PROBLEM DESCRIPTION → Extract all of the entries and give them again, word for word.

(Dataset excerpt)
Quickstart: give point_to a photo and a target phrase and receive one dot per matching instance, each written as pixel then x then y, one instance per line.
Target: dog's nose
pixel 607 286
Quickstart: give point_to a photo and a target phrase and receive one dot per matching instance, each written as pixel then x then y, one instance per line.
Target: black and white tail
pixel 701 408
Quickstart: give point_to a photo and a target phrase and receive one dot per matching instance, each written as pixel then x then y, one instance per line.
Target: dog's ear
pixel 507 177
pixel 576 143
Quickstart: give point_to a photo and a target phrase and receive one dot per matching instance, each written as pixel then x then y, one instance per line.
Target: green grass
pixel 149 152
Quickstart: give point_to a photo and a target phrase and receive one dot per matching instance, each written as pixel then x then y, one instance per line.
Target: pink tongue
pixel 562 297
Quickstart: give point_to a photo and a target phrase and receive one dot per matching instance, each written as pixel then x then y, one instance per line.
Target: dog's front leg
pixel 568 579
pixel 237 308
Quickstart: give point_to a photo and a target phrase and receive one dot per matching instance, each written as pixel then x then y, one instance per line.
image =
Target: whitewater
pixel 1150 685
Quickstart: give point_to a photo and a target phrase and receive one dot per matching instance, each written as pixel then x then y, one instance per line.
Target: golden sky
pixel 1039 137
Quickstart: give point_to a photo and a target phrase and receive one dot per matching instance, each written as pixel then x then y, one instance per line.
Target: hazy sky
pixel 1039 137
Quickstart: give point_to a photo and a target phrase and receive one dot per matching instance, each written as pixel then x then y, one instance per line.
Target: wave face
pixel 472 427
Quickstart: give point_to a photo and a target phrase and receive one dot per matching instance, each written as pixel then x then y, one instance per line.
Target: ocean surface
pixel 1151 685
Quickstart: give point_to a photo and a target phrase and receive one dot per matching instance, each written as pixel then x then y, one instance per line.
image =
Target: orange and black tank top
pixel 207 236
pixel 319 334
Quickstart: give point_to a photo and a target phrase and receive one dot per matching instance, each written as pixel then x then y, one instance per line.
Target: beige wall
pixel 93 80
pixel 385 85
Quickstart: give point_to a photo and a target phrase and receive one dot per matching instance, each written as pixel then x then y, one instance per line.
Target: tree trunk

PROBLEM SOLUTION →
Quickstart: give point_to a photo and a target phrase and receive one dot per matching instance, each written as pixel then x then y, one instance per line.
Target: dog's nose
pixel 607 286
Quickstart: give point_to a photo and a target phrase and receive one dot per matching instance, each written as pixel then x then y, one instance per line.
Target: black and white tail
pixel 701 408
Quickstart: give point_to a photo and a target phrase and receive one dot per matching instance, each written as pixel then x then y, one instance per line.
Target: dog's ear
pixel 507 177
pixel 576 143
Quickstart: give point_to a photo and a target phrase and receive one dot per matching instance, each written as pixel then x then y, one instance per line.
Target: green grass
pixel 149 152
Quickstart: give point_to a photo and a target phrase and receive one dot per matching instance, each written as pixel then x then y, one instance per line.
Target: pink tongue
pixel 562 297
Quickstart: give point_to a photo and a target phrase and receive one dot per matching instance, each written as pixel then x then y, one instance per line.
Target: dog's front leg
pixel 568 579
pixel 237 308
Quickstart: give point_to a photo and a target phrase and receive one dot per matching instance, each written as pixel then x then y, one instance per line.
image =
Target: whitewater
pixel 1150 685
Quickstart: give point_to a photo and a target phrase and receive one dot per matching instance, each written as pixel then x then y, one instance per line.
Target: golden sky
pixel 1039 137
Quickstart: give point_to a photo and a target phrase and receive one dot per matching instance, each written as pixel then x then y, one instance per line.
Target: hazy sky
pixel 1039 137
Quickstart: give point_to a photo and a target phrase and receive one dot per matching instance, each written as pixel then x then y, one instance per line.
Target: wave face
pixel 472 427
Quickstart: give point_to a photo and a target phrase and receive one dot per matching instance, each written as pixel then x then y, one instance per line.
Target: ocean surface
pixel 1151 685
Quickstart: give point_to a photo and a target phrase and receive one dot per matching instance, each written as pixel then x then y, one instance per line.
image =
Target: orange and black tank top
pixel 207 236
pixel 319 334
Quickstart: give point_to a photo and a target phrase and receive one dot per matching instance, each written as pixel then x then y, one instance per line.
Target: beige wall
pixel 93 80
pixel 385 85
Quickstart: give point_to a photo and a target phrase and receive one dot per matching instance, each written as pixel then x then y, one instance per line.
Target: tree trunk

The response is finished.